DATA SUPPLIED —
┄┄┄┄┄┄┄┄┄┄
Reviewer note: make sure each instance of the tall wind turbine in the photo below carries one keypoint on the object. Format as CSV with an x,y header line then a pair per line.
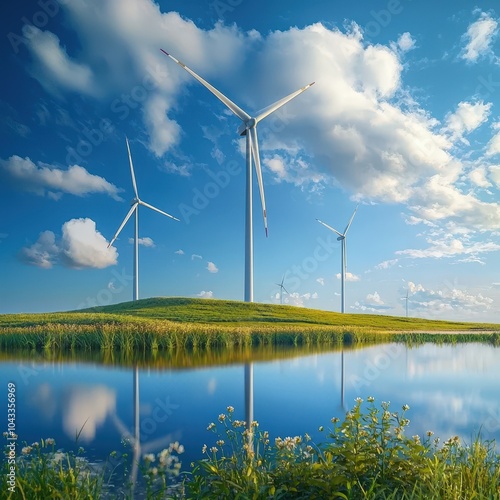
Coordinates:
x,y
248,128
343,257
282,287
135,208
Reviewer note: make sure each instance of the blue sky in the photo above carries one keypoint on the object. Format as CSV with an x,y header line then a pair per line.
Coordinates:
x,y
403,120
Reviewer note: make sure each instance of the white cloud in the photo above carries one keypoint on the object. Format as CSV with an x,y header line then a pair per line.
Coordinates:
x,y
374,299
53,68
49,180
349,276
439,302
479,37
478,177
467,117
212,268
493,147
449,247
386,264
406,42
146,241
81,246
366,132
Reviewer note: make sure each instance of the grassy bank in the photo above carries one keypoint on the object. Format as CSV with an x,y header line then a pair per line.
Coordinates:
x,y
173,323
367,455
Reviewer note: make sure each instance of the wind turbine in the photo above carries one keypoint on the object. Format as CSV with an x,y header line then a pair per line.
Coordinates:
x,y
342,238
282,287
135,208
248,128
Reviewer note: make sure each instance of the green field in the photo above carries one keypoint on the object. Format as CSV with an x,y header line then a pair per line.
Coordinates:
x,y
166,323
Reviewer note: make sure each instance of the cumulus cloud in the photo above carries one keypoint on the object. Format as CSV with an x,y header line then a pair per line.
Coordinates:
x,y
448,300
51,181
479,37
81,246
146,241
212,268
406,42
358,127
349,276
449,247
467,117
43,253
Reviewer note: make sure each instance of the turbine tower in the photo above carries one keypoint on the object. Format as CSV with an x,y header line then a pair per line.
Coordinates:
x,y
282,287
135,208
343,257
248,128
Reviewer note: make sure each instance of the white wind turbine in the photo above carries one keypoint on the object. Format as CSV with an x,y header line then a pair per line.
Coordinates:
x,y
249,129
282,287
135,208
343,270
┄┄┄┄┄┄┄┄┄┄
REQUIREMENTS — Repeat, word for word, every line from the line that contains "Reviewer note: make sure each instance of the blue" to the end of the entries; include both of those lines and no others.

FULL OUTPUT —
Reviewer note: make sure each instance of the blue sky in the photo above carries one keypoint on the object. Format as CSV with an x,y header line then a pair per line.
Coordinates:
x,y
403,120
Reviewer note: make sure each instance of the white cloud in the photo above carries one keypoint on the object. Format as CSV with an x,y header line then a pair per line.
Coordinates:
x,y
374,299
53,68
49,180
349,276
439,302
479,37
478,177
467,117
212,268
493,147
449,247
386,264
406,42
146,241
81,246
366,132
Reviewer note: make sure each instance of the grassy bank in the photo above carries one keypoint on the object. Format as CSV with an x,y header line then a pair per line.
Coordinates:
x,y
173,323
367,455
Reviewer note: make sure each instance of the wind turbine in the photo above carries one keypoint on the object. Format as CSV with an x,y header line then a pair per line.
Coordinates:
x,y
342,238
282,287
135,208
248,128
Reviewer note: make sure each instance of the green field in the photo above carries one keypoint on the object. Format as CSV with an x,y header line then a pair per line.
Coordinates:
x,y
166,323
Reviewer note: make sure each instance of the cumulus cloud in the photo above carries one keypoint on the object. Format as CSV with an x,y header line then a pair per line.
Coordinates:
x,y
448,300
51,181
479,37
81,246
146,241
212,268
406,42
358,127
349,276
449,247
467,117
43,253
Reviewer note: make sure each instance of the turbine tower in the photo above carries one keypoint on the object. Format as CSV with an x,y header line then a pair per line.
Coordinates:
x,y
282,287
135,208
343,257
248,128
Reviewer note: make sure each instance of the white wind turbine in the photo above carries one keypoint on the object. Format as CSV with an x,y header line then a pair per line.
Coordinates:
x,y
249,129
282,287
135,208
343,270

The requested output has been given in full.